(Stored entries)
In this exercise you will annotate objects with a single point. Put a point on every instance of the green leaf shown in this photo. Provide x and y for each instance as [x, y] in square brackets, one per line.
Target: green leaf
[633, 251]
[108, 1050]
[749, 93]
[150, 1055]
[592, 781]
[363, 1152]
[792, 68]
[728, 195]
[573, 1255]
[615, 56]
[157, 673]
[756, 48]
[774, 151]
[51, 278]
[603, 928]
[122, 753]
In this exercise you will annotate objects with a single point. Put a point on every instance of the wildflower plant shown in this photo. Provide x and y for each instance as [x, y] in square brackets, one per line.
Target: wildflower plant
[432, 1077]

- WHAT TO PRODUCE
Copy out all of the records above verbatim, keeping every line in its original order.

- THE OUTPUT
In this exercise you will annotate objects with a single point. Put a point on every instance of the green leaf shown in this photo. Provide x and y for each instance as [x, y] in square brackets, one per line.
Target: green leaf
[633, 251]
[108, 1050]
[749, 93]
[150, 1055]
[592, 781]
[363, 1152]
[792, 68]
[728, 195]
[573, 1255]
[615, 56]
[157, 673]
[756, 48]
[774, 151]
[51, 278]
[603, 928]
[122, 753]
In this exercise you will annotate objects with a single point. Put a point on every instance of the wildflower plant shown in this photo. Provide x and y for each instance as [x, y] in square brackets, one per line.
Target: wildflower plant
[432, 1077]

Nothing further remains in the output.